> [DATA FOR THIS TASK]
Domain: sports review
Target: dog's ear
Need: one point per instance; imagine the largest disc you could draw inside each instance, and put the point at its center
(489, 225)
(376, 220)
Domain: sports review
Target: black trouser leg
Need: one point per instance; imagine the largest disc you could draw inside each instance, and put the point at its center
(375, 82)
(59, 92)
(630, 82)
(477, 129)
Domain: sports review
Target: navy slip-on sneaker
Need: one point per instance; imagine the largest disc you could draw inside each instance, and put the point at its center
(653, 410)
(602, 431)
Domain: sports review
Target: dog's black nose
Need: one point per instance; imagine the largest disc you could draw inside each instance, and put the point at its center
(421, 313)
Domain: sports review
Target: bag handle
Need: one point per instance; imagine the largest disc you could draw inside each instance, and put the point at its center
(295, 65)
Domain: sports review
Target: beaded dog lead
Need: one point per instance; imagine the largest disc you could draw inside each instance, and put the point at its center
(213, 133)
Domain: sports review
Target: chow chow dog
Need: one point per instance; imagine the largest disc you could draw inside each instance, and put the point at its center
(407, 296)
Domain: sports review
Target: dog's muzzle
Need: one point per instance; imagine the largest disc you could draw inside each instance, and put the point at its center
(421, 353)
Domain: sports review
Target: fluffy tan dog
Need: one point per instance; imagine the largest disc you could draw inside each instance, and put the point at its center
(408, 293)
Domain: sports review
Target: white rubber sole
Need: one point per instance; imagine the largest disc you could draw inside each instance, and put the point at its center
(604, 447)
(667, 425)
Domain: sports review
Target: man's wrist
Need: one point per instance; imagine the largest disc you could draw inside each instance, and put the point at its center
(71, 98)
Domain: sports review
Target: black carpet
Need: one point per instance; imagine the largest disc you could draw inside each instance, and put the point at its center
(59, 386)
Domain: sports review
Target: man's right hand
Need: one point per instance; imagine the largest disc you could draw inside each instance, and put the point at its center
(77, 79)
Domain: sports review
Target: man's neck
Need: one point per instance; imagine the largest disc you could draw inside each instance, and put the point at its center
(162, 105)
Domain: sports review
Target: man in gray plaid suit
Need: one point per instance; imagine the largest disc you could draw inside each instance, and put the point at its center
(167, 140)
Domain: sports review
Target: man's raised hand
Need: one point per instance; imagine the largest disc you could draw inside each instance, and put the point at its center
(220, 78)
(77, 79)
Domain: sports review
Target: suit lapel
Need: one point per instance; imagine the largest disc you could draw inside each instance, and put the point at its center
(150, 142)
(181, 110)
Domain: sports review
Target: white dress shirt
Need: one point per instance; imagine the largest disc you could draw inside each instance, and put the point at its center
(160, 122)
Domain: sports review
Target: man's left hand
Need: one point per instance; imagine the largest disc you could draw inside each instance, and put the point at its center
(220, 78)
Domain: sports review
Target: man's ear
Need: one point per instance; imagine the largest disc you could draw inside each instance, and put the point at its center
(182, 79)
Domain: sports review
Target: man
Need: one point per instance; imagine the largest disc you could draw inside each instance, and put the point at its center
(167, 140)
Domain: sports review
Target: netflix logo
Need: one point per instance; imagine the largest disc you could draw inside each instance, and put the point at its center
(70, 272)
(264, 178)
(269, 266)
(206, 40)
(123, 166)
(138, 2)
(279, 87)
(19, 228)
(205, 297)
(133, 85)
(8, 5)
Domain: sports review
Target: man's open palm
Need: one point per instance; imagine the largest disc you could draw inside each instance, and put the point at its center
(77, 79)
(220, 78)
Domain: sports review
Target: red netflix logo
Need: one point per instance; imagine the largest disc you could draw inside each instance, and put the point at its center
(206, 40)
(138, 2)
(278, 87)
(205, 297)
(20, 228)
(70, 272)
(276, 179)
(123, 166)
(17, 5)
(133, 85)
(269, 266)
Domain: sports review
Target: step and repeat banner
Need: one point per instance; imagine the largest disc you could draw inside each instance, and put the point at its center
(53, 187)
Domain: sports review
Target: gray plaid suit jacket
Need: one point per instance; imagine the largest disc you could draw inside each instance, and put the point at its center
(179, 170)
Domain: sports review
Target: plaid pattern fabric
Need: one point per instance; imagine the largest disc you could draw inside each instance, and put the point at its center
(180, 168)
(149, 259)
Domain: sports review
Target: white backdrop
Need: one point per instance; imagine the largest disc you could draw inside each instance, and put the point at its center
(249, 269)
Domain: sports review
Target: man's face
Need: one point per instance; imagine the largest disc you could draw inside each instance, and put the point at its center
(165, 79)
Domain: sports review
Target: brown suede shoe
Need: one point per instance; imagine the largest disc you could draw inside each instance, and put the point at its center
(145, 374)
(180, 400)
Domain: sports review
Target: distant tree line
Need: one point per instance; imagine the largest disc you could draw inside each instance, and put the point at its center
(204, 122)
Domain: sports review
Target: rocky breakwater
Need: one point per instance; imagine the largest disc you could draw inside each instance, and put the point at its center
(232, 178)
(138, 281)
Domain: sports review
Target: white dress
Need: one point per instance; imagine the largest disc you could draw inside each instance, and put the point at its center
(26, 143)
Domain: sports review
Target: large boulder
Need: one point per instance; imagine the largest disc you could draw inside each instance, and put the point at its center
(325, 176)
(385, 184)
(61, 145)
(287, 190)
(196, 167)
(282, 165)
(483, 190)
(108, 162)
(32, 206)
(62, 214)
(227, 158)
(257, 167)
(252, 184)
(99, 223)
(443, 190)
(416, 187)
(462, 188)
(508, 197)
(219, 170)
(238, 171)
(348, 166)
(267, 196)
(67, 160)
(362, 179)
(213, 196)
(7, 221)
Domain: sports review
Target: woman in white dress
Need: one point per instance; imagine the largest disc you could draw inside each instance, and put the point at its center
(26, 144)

> [HOW TO COMPLETE THIS TASK]
Using the listing above, retype each line exactly.

> [ANSWER SECTION]
Domain: sports review
Target: dog's ear
Need: one point per instance; imagine the largest disc you could draw inside each instance, and put the point at its center
(489, 225)
(376, 220)
Domain: sports review
Target: black trouser leg
Need: one point per instance; imagine the largest disc you could draw inside each instance, and put the point at its center
(375, 82)
(59, 92)
(630, 82)
(477, 129)
Domain: sports review
Target: navy slip-on sneaker
Need: one point per instance; imagine the largest disc you could draw inside each instance, and put the point at its center
(653, 410)
(602, 431)
Domain: sports review
Target: dog's black nose
Need: one point per instance; imagine the largest disc you could draw inside each instance, and put the point at its center
(421, 313)
Domain: sports review
Target: bag handle
Need: one point per instance; imagine the largest disc you could draw inside each instance, and put the point at its center
(295, 65)
Domain: sports review
Target: beaded dog lead
Need: one point per instance; imagine the largest disc you could draw inside each instance, and put the point at its center
(213, 133)
Domain: sports review
Target: chow chow dog
Need: one point per instance; imagine the largest disc you could draw inside each instance, and put the point at its center
(407, 296)
Domain: sports review
Target: dog's muzzle
Need: one point per instance; imagine the largest disc you could draw inside each instance, and put the point at its center
(421, 353)
Domain: sports review
Target: fluffy tan dog
Need: one point per instance; imagine the largest disc you could draw inside each instance, and put the point at its center
(408, 293)
Domain: sports review
Target: white rubber sole
Need: one point per instance; imagine the largest disc you could draw inside each instance, and put the point at its center
(604, 447)
(667, 425)
Domain: sports review
Target: man's wrist
Need: one point per instance; imagine the largest disc you could draw inside each instance, and put the point at its center
(71, 98)
Domain: sports review
Target: black carpet
Need: one point per instance; imagine the largest disc you could draw inside each instance, and put the point at its center
(59, 386)
Domain: sports review
Target: man's right hand
Need: one point per instance; imagine the largest disc you could draw inside each instance, and put the point at its center
(77, 79)
Domain: sports review
Target: man's neck
Need: one point per instance; imagine the largest disc you could draw inside each instance, and put the point at its center
(162, 105)
Domain: sports review
Target: man in gray plaid suit
Need: one point per instance; imagine the largest disc you could draw inside each instance, and put the point at its center
(167, 140)
Domain: sports review
Target: man's raised hand
Need: one point per instance; imagine the largest disc you could draw inside each instance, and put the point at its center
(220, 78)
(77, 79)
Domain: sports review
Target: suit lapel
Need: one point per instance; imagine the largest disc you could draw inside each instance, and put the point at its center
(150, 142)
(181, 110)
Domain: sports review
Target: white dress shirt
Need: one point per instance; imagine the largest disc you could draw inside each instance, and put the point at its center
(160, 122)
Domain: sports review
Target: man's left hand
Need: one point per instance; imagine the largest disc you could draw inside each instance, and put the point at its center
(220, 78)
Domain: sports review
Target: man's ear
Need: one point per instance; imagine the largest disc you could draw inside each instance, and put the point at its center
(182, 79)
Domain: sports review
Target: man
Need: one point per instance; imagine the largest disc you could draw inside each instance, and put the point at its center
(167, 140)
Domain: sports review
Target: netflix logo
Need: one point per instance; imagine the largest disc you could draw inside each instance, and put the point at its center
(70, 272)
(264, 178)
(269, 266)
(206, 40)
(123, 166)
(138, 2)
(279, 87)
(19, 228)
(205, 297)
(133, 85)
(8, 5)
Domain: sports review
Target: man's open palm
Need: one point per instance; imagine the largest disc you could draw inside each instance, and put the point at its center
(77, 79)
(220, 78)
Domain: sports review
Target: red netflix logo
Need: one point per instance; imagine the largest disc you could draw inside each instance, and put the point at its center
(206, 40)
(138, 2)
(278, 87)
(205, 297)
(20, 228)
(70, 272)
(276, 179)
(123, 166)
(17, 5)
(133, 85)
(269, 266)
Domain: sports review
Target: step and repeat banner
Need: one point per instance; imagine the largest disc you could draw inside each instance, and put the point at its center
(53, 187)
Domain: sports review
Target: gray plaid suit jacket
Need: one point per instance; imagine the largest disc you could draw inside each instance, and put the point at its center
(179, 170)
Domain: sports review
Target: plaid pattern fabric
Need: one point per instance; imagine the largest disc you could draw inside each instance, and put the point at its center
(180, 168)
(149, 259)
Domain: sports review
Target: white backdrop
Need: one point per instance; imagine the largest disc you could draw inside each instance, and put the point at its center
(249, 269)
Domain: sports review
Target: man's face
Need: one point per instance; imagine the largest disc you could draw inside each instance, and put the point at its center
(165, 79)
Domain: sports review
Target: brown suede shoe
Need: one point per instance; imagine the largest disc you could draw inside each instance, and put the point at its center
(145, 374)
(180, 400)
Domain: sports review
Target: distant tree line
Need: one point per instance; imagine the largest disc you could draw inside each instance, and put the point at its center
(204, 122)
Domain: sports review
Target: rocky breakwater
Need: one point per instance; imagine the largest disc you could draw inside each instance, and put the point at its center
(232, 178)
(138, 281)
Domain: sports review
Target: white dress
Need: one point per instance; imagine the largest disc you could draw inside each instance, and put the point at its center
(26, 143)
Domain: sports review
Target: large boulder
Need: one point per instance; imagine the largest disc you could draw inside each instance, and put the point at its center
(325, 176)
(385, 184)
(61, 145)
(287, 190)
(196, 167)
(282, 165)
(483, 190)
(108, 162)
(32, 206)
(62, 214)
(227, 158)
(257, 167)
(252, 184)
(99, 223)
(443, 190)
(416, 187)
(462, 188)
(508, 197)
(219, 170)
(238, 171)
(348, 166)
(267, 196)
(67, 160)
(362, 179)
(213, 196)
(7, 221)
Domain: sports review
Target: woman in white dress
Need: one point per instance; imagine the largest disc you could draw inside each instance, and put the point at its center
(26, 144)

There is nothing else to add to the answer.